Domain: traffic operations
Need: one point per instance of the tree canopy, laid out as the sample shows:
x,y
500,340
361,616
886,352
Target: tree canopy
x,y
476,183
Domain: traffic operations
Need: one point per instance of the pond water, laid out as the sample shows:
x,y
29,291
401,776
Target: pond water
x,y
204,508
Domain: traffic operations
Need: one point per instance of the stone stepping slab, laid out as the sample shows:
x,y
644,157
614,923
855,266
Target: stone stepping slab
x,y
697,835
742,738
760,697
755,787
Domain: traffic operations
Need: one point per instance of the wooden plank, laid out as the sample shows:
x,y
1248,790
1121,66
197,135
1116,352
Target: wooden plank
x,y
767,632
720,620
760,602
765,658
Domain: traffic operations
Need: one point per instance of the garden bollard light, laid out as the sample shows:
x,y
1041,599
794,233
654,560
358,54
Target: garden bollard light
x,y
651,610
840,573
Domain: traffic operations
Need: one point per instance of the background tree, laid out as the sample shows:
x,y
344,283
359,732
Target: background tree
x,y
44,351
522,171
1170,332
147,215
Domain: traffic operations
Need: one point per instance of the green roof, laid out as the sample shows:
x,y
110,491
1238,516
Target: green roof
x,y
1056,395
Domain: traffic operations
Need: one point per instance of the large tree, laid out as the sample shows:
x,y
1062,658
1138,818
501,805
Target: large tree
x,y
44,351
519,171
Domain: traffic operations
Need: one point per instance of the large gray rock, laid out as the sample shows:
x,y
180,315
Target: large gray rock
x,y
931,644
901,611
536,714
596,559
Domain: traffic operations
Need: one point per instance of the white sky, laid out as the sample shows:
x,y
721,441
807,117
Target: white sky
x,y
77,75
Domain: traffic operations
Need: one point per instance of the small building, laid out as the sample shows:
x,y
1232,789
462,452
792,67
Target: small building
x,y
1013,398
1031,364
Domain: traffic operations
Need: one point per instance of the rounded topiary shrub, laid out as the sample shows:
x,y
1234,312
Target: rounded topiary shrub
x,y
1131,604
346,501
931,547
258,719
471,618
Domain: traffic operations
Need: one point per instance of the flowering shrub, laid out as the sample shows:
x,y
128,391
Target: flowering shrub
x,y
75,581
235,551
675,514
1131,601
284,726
════════
**Required task**
Reproduce the entire listing word for word.

**Result of the task**
Domain: traffic operations
Need: one point per instance of the tree canopy, laid out as the sample shows:
x,y
500,340
361,616
886,352
Target: tree canopy
x,y
476,183
Domain: traffic operations
Need: one point per instance of the pond water, laid out as the sample shows:
x,y
29,291
401,776
Target: pond water
x,y
204,508
Domain: traffic operations
Need: one point per instance of the stone stepping slab, laid out as the sample shows:
x,y
644,157
614,923
855,266
Target: stone stepping slab
x,y
697,835
742,738
760,697
755,787
Domain: traffic operations
Need: one point per instance of the wooden plank, laid out as the sample shows:
x,y
1248,790
1121,66
197,135
1116,352
Target: wooden plank
x,y
767,632
720,620
760,602
765,658
Domain: traffic operations
Need: one point per instance of the garden bollard light, laid out as the sample shows:
x,y
1041,599
794,233
654,560
358,54
Target: garden bollard light
x,y
651,610
840,573
Domain: traffic operations
Need: one point per instance of the background tree, laid out as the sample shows:
x,y
344,283
359,732
Target: background tree
x,y
44,351
522,171
1170,332
147,215
Domain: traffic operations
Need: one point per instance of the green roof, laid out as the sample shows:
x,y
110,491
1238,516
Target: green roof
x,y
1056,395
Domain: traffic operations
Need: one point per instance of the large tree, laid out as the sample shows:
x,y
1062,658
1138,818
501,805
Target: large tree
x,y
44,351
519,171
Domain: traffic operations
Need: one point per instance of the large gray rock, laid out as the sample shows:
x,y
180,315
Target: large gray rock
x,y
931,644
901,611
536,714
596,559
Domain: traffic operations
Need: one point per instance of the white sky, laid out as the sample shows:
x,y
721,441
807,117
Target: white sky
x,y
77,75
Domain: traffic operations
Need: one point per instance of the small building, laid out as the sample shows:
x,y
1232,789
462,452
792,67
Target: small building
x,y
1013,398
1031,364
Domain: traffic operations
Need: one point per instance of the rounded topiary shrub, laid out as the sample shows:
x,y
1234,312
Target: rounded topiary shrub
x,y
1131,604
346,501
931,547
258,719
471,618
Domain: traffic operations
Need: one point per instance of the flowering shrub, laid out as the sample shows:
x,y
128,391
Target: flowering shrub
x,y
75,581
235,551
675,514
1131,601
284,726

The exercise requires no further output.